Requirements
Rewrite the rows below, replacing every "Target" with "Object" and leaving everything else unchanged.
******
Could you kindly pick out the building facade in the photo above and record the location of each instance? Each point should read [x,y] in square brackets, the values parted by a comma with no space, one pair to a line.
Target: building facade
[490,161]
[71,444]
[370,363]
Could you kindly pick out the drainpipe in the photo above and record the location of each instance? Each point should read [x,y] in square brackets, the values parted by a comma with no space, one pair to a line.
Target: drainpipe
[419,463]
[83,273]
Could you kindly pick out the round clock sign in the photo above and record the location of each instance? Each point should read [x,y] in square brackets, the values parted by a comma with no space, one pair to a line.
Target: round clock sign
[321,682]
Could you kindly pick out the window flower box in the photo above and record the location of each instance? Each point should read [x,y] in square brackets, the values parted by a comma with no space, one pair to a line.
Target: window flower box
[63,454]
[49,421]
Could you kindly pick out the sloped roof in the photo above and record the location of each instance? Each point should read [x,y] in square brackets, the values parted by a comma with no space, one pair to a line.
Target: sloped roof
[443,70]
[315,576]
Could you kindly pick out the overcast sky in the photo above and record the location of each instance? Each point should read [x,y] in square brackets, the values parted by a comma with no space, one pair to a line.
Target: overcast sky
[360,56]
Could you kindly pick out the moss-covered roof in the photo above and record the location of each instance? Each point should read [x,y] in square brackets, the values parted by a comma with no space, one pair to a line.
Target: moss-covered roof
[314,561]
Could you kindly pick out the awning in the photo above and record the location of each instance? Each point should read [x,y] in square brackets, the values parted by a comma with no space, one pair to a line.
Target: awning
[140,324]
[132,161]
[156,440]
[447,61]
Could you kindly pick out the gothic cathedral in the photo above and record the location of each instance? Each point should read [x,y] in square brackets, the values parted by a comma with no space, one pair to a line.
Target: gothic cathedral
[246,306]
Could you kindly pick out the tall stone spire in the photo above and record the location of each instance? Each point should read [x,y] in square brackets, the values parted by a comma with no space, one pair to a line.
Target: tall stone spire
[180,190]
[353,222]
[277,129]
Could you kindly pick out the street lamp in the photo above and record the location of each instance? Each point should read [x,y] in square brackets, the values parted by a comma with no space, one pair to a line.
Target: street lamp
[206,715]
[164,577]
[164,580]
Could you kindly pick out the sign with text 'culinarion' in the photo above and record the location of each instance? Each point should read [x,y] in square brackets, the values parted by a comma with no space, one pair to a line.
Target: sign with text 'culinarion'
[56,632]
******
The completed task
Could you kindly pick out the building facade in the photo above and record the location of each instance? Each point should read [x,y] in square brackets, the values parted by a comma with no space, one pair to a line.
Object: building facade
[490,161]
[71,444]
[370,363]
Could you kindly pick out the drainpipe in the photo above and record the location of each instance? Each point should read [x,y] in square brackets, the values parted by a comma with no space, one pair to a line.
Object: drainpipe
[419,463]
[83,273]
Could you kindly pick out the round clock sign in the photo above and record the location of each instance? Each point should read [x,y] in square brackets, the values parted by a comma with no space, one pair to a line.
Object: round clock sign
[321,682]
Could you kindly pick out the window flower box in the photo above and record the location of each instance? Each point should read [x,y] in square brackets, the values parted by a comma with no space, one pair to a line.
Object: window flower box
[63,454]
[49,421]
Could you kindly pick out the sloped roof in the photo above and record the location of each instance? Each point should read [x,y] in square brackets, the values parted by a comma with no space, one pair to a line.
Object: sloped roof
[443,70]
[315,576]
Could you kindly pick out the overcast sky in the photo above and record the location of each instance? Each point should read [x,y] in square brackets, the values parted by a comma with no space, one pair to a line.
Object: overcast sky
[360,56]
Could you kindly pick out the moss-covered roof in the photo above and record the location of each instance? Each point should read [x,y] in square brackets, the values parted by a comma with no space, one pair to a line.
Object: moss-covered roof
[314,561]
Could you kindly pick out the awning in the photo above and record the location of each instance? Each point should read [x,y] in square brackets, the values parted by a comma with no space, one pair to a line.
Object: awning
[140,324]
[132,161]
[156,440]
[447,61]
Could you kindly pick out the gothic cathedral in the photo above and record the location of each instance? Each point should read [x,y] in square brackets, the values parted by a comma with no space, one pair to a line.
Object: gothic cathedral
[246,306]
Could you kindly pick out the tall stone spire in the photo above and record the location of each instance? Each point should read [x,y] in square brackets, the values parted by a comma with no space, one pair to a line.
Object: tall stone spire
[180,190]
[353,222]
[277,129]
Could you kindly pick out the street lamp in the photo above and record the location of each instance? Each point should read [x,y] in square brackets, the values parted by a comma with no space, one pair to a line.
Object: street lamp
[206,715]
[164,577]
[164,580]
Could you kindly pick out the sign with text 'culinarion' in the photo above and record the location of each instance? Each point should read [x,y] in square brackets, the values parted by a comma with no space, one pair to a line.
Object: sign with text 'culinarion'
[56,632]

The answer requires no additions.